Work item —
Your output should be the lines from the one containing "Pointing guideline: for each instance of the dark curtain" through the last line below, both ends included, exactly as written and free of pictures.

Material provided —
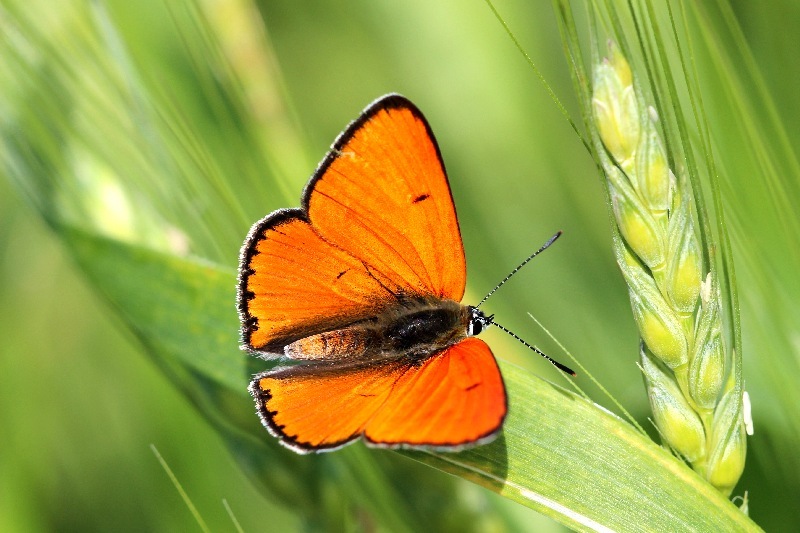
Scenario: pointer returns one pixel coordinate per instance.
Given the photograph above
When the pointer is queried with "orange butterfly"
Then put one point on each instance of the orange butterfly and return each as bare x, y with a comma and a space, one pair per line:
362, 286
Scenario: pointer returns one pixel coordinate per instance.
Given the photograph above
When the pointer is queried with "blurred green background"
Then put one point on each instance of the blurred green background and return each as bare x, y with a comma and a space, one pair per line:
80, 403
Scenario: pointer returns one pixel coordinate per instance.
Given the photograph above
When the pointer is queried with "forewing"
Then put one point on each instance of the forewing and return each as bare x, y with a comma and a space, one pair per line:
293, 284
382, 194
377, 225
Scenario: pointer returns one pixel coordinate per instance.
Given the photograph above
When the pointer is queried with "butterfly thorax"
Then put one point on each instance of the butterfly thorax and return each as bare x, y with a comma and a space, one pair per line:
414, 328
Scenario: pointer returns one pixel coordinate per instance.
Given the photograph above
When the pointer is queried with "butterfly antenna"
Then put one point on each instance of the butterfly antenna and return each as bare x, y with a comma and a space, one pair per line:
556, 364
534, 254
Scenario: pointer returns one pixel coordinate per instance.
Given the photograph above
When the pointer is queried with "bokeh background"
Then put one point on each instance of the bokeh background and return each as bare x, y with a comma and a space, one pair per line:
80, 402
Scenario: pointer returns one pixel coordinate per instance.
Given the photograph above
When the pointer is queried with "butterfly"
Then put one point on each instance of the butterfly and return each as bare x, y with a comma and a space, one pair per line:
361, 289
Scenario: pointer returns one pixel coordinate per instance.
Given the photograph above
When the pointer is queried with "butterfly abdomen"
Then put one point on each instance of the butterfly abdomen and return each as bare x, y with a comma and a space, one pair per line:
415, 329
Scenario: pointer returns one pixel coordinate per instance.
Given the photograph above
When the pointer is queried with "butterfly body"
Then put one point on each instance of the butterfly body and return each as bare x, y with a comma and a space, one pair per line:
361, 289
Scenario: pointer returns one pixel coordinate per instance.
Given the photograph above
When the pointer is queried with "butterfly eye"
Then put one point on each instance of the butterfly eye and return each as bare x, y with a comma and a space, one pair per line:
477, 321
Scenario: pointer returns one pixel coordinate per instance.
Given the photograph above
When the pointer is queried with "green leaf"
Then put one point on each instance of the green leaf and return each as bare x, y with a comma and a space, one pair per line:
559, 453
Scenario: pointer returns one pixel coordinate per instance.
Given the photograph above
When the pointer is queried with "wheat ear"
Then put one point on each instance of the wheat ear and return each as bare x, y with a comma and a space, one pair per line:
675, 296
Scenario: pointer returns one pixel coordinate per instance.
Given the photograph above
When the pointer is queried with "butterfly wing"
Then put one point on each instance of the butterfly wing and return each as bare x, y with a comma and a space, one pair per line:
377, 223
383, 192
453, 399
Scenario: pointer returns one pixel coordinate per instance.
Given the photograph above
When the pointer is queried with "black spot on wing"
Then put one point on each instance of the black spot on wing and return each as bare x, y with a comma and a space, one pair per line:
420, 198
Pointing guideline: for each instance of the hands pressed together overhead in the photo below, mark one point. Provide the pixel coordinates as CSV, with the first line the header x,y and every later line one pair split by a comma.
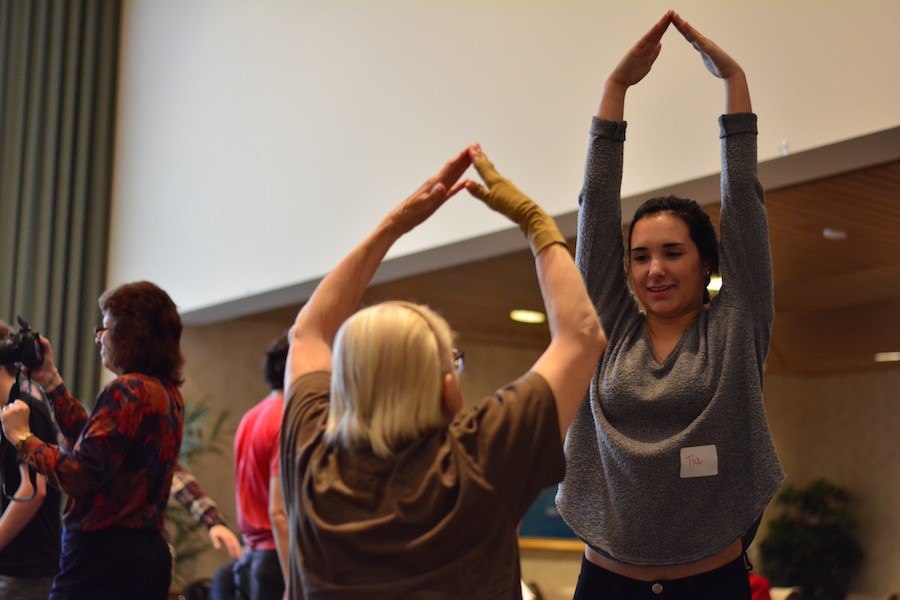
x,y
500,195
639,59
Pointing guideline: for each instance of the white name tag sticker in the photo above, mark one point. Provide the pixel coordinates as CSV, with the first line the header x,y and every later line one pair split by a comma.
x,y
699,461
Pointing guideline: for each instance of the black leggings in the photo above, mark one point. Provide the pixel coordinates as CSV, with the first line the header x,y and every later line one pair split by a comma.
x,y
728,582
113,563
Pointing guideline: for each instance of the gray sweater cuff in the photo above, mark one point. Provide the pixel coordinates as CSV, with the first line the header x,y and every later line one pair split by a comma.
x,y
733,123
611,130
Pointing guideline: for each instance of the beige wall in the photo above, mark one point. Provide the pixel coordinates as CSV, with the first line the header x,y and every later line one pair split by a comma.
x,y
844,428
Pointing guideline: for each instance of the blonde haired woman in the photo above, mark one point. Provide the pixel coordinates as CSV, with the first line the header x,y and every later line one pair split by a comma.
x,y
392,490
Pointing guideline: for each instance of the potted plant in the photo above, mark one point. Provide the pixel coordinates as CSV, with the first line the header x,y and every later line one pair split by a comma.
x,y
188,537
812,542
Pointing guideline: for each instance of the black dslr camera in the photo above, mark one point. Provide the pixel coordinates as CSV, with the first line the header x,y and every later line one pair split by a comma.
x,y
22,347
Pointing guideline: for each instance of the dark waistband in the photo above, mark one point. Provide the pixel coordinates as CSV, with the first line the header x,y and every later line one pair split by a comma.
x,y
727,572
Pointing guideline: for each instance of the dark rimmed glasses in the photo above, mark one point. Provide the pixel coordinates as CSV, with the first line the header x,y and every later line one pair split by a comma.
x,y
459,362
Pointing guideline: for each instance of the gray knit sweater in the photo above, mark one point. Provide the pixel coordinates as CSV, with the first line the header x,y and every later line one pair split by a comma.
x,y
669,463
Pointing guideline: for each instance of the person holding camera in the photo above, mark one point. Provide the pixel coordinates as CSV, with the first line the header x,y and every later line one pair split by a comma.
x,y
30,523
392,489
116,463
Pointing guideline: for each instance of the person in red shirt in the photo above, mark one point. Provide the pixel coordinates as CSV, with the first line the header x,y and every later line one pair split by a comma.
x,y
260,573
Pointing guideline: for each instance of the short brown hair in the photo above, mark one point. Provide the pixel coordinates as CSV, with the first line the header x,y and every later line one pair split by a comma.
x,y
145,331
6,332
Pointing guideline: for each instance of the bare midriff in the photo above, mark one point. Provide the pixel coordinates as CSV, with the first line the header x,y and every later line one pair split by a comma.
x,y
666,572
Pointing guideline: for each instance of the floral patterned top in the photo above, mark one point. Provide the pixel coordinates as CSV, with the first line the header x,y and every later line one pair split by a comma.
x,y
116,463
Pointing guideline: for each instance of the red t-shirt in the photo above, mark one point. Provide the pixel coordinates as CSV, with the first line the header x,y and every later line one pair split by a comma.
x,y
255,463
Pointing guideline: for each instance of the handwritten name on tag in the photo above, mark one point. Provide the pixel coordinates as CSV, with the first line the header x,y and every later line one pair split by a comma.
x,y
699,461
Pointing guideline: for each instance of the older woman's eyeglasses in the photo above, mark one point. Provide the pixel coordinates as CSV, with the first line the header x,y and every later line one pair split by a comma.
x,y
459,362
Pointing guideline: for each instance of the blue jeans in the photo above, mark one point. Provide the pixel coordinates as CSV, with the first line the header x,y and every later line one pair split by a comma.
x,y
255,576
728,582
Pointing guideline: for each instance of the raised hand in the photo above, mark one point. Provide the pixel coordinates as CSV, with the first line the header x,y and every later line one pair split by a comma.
x,y
430,195
715,59
637,62
720,64
633,67
504,197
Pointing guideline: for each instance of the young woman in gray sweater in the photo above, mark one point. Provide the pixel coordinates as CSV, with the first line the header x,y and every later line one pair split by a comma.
x,y
670,464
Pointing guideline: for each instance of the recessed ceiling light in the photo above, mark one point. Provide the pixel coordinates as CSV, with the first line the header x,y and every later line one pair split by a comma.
x,y
831,233
527,316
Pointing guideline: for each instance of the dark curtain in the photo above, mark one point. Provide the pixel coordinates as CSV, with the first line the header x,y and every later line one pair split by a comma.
x,y
57,113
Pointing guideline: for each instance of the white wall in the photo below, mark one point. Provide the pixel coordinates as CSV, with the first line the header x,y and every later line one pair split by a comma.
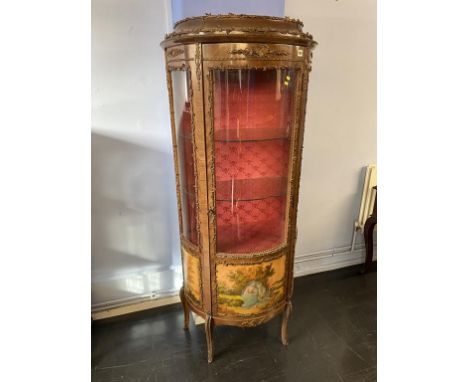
x,y
341,134
135,247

Exercise result —
Pointing guideline: for each instance of the dark curtain in the photo above, mark one point. Provide the pixel coordinates as CSV, with the first line the header x,y and every later line one pair split by a comma.
x,y
57,113
Pointing guideline: for each instance of the white wall in the photo below, mark one point. Provide the pixel coordinates as CSV, with the first line the header x,y and every later line one pair split by a comma.
x,y
341,134
135,247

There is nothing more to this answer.